--- EXTRACT ---
-.-.-
So man, who was meant for glory, suffers since the Fall. He is tasked with dominion, he longs for it, yet because of his sin, his efforts fail, his achievements crumble, he feels God’s affliction, and he is humiliated. 

And then Jesus comes on the scene, and everyone is asking the same question as our Psalmist and Isaiah. “How much longer must we suffer? Will this man bring us back into glory, dominion, shalom?” But they do not receive the answer that they want, and it drives them crazy. Turn to page 11. In the Gospel, it says that the Pharisees and the Herodians team up against Jesus. A little background: the Pharisees and the Herodians NEVER teamed up. They hated each other! The Pharisees wanted the Romans out. The Herodians supported the government of King Herod, Rome’s puppet. These two groups were on opposite ends of the political spectrum, but they had one thing in common: they both spent enormous amounts of energy contriving ways to take dominion of the promised land and to end the suffering of God’s people ASAP, and they both hated Jesus for not joining them in that. So, they picked something that would make him choose a side, to fight for dominion this way, or fight for dominion that way? The Herodians needed the people to give the tribute tax to Caesar because that is how their puppet king stayed in power. The Pharisees hated the tribute tax because it showed that they were still under the thumb of the Romans. So they ask Jesus, “Should you give Caesar the tax or not?” And Jesus says the famous line, “Give unto Caesar that which is Caesar’s and unto God that which is God’s.” He refused to enter the fray. These men were screaming the same cry as Isaiah and the psalmist: “Oh that thou wouldest rend the heavens and come down…that the nations would tremble at thy presence! How long will you put up with the suffering of your people? How long till we return to shalom? How long till you remove our affliction?” And they killed Jesus because He did not say, “Now!” Or at least, not in the way that they wanted him to say it.
-.-.-
--- DATA LINES ---
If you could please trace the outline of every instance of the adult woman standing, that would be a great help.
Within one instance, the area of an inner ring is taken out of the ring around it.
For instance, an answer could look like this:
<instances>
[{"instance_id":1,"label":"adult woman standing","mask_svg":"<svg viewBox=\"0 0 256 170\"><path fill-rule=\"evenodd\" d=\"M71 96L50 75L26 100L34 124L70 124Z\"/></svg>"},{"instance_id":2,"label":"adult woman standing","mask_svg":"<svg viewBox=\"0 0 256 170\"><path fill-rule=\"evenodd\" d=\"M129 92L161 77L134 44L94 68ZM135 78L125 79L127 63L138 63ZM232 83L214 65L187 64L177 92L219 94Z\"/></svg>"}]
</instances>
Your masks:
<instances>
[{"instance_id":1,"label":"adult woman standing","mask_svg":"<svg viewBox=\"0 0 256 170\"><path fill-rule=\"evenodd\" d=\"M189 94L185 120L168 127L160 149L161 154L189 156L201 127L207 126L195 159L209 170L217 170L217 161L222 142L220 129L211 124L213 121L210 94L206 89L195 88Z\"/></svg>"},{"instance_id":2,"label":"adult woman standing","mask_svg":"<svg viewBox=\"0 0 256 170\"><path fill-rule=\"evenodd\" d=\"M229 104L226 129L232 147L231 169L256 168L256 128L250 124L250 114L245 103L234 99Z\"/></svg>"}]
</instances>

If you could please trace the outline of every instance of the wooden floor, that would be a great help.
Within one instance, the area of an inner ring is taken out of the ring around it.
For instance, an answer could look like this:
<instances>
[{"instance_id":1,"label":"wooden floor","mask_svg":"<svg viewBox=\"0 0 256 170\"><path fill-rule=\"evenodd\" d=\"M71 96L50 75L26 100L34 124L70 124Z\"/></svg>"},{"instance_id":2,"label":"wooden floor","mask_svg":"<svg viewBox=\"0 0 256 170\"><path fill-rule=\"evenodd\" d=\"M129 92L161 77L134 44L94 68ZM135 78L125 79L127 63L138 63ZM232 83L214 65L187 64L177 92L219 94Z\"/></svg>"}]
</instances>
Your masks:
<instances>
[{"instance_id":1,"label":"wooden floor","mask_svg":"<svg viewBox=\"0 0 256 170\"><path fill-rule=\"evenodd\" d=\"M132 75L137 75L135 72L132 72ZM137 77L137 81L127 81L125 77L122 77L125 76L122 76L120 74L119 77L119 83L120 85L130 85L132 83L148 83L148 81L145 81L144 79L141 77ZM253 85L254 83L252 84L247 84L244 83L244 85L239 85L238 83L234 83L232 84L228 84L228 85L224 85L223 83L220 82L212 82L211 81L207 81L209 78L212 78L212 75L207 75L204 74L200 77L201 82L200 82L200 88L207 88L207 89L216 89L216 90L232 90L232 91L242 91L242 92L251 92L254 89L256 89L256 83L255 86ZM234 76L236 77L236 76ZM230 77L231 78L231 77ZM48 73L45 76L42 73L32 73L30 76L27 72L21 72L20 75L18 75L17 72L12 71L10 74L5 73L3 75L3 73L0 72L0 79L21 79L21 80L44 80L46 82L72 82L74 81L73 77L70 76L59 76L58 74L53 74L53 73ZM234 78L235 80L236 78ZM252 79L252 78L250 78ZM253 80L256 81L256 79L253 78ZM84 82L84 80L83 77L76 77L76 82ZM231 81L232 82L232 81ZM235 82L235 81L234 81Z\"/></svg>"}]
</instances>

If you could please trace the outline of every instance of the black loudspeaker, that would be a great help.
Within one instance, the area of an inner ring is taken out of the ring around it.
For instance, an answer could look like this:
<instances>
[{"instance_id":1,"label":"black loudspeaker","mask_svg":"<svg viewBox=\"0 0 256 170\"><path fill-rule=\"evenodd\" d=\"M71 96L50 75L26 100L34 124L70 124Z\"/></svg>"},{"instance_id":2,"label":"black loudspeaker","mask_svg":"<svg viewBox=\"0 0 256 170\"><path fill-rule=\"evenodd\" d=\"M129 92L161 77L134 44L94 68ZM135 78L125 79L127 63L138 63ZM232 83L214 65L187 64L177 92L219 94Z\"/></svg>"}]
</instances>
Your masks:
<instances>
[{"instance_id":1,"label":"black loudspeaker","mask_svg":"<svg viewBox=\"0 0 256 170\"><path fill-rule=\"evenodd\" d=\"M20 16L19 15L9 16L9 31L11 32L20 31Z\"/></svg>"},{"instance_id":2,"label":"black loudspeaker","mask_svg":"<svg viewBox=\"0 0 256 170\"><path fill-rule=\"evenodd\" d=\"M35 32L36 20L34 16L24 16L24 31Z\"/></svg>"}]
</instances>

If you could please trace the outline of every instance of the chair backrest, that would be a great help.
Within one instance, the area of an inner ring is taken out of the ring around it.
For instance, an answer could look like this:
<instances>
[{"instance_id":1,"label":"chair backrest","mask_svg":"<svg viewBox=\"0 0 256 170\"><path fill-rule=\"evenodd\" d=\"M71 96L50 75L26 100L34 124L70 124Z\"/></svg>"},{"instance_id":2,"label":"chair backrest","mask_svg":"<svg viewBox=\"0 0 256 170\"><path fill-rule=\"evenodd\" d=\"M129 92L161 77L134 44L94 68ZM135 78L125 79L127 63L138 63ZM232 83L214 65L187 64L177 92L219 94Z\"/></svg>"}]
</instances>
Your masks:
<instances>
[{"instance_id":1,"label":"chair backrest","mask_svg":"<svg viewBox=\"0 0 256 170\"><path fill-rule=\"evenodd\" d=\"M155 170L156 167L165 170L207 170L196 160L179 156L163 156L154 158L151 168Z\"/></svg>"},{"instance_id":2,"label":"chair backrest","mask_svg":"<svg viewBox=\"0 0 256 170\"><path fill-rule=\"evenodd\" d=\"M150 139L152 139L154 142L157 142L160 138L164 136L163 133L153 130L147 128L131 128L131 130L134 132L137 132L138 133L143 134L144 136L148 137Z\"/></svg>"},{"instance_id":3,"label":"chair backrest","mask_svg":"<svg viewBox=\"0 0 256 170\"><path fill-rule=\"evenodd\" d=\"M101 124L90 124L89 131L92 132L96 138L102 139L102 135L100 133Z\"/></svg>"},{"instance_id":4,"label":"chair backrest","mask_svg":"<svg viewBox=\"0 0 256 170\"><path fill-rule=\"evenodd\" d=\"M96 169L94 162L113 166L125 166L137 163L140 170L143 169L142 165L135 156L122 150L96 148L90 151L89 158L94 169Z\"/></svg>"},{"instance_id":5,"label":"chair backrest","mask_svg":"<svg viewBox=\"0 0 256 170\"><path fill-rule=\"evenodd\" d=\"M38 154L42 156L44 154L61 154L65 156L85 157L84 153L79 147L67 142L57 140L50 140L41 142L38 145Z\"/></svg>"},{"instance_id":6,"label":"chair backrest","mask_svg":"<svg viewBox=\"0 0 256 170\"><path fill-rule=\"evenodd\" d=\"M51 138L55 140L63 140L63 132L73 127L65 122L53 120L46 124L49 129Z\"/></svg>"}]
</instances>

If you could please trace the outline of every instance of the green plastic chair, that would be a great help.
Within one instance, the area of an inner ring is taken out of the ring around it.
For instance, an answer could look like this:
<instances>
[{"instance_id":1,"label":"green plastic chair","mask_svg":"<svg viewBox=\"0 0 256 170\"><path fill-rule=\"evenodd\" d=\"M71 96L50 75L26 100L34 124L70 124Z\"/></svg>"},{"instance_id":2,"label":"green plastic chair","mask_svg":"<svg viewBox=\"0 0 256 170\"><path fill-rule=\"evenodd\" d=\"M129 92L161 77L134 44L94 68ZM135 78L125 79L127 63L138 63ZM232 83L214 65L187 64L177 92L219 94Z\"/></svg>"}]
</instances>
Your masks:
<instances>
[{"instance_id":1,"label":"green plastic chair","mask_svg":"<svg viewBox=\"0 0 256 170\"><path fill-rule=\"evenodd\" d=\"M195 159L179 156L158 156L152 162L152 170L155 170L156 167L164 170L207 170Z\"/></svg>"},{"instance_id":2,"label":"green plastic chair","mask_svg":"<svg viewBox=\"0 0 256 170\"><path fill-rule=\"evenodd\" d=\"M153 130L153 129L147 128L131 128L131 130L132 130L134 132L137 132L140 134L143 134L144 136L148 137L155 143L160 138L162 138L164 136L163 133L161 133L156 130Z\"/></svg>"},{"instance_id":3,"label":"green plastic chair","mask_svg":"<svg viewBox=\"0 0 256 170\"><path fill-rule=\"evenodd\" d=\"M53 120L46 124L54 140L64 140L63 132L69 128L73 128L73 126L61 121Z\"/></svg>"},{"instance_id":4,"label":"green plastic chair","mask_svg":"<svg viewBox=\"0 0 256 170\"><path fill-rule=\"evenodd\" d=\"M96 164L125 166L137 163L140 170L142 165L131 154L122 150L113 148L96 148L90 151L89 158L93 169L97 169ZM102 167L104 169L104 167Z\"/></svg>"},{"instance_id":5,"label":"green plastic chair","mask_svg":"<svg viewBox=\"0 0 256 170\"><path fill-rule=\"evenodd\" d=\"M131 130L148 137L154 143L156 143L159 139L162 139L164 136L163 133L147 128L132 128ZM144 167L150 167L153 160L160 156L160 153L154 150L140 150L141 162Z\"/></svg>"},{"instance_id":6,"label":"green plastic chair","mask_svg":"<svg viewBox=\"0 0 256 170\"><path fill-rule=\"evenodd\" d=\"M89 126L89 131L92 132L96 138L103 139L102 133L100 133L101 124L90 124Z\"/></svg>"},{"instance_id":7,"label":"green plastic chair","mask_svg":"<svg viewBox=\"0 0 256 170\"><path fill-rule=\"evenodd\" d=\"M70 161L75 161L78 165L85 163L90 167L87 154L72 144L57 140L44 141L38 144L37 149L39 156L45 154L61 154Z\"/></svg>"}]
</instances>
-.-.-
--- COMPLETE THE FOLLOWING ---
**1)** Answer these questions from the passage on Jesus and the tribute tax, one line each:
(a) Because of his sin, what happens to man's efforts and achievements?
(b) Whose government did the Herodians support?
(c) Why did the Pharisees hate the tribute tax?
**2)** Go on with the passage on Jesus and the tribute tax, picking up after its final sentence.

--- RESPONSES PER TASK ---
**1)**
(a) His efforts fail and his achievements crumble.
(b) The government of King Herod, Rome's puppet.
(c) It showed that they were still under the thumb of the Romans.</t1>

Correction to the tag above:

<a1>(a) His efforts fail and his achievements crumble.
(b) The government of King Herod, Rome's puppet.
(c) It showed that they were still under the thumb of the Romans.

**2)**
How does Jesus fit into the suffering of mankind? Everyone wanted him to bring back Eden. To usher in the Messianic Kingdom of Shalom. To rebuild Jerusalem. The take dominion over all the earth. And He says things that seem to suggest that He did! “I will rebuild the Temple in 3 days.” “The Kingdom of God is at hand!” Shalom I leave with you, my shalom I give unto you… not as the world giveth, give I unto you. Let not your heart be troubled, neither let it be afraid.” His Kingdom, His Shalom, His Temple looked nothing like they hoped for. Their city still laid in ruins. Their temple was still destroyed. They were still under the thumb of the Romans. The circumstances of life were still as messy and broken as they were before!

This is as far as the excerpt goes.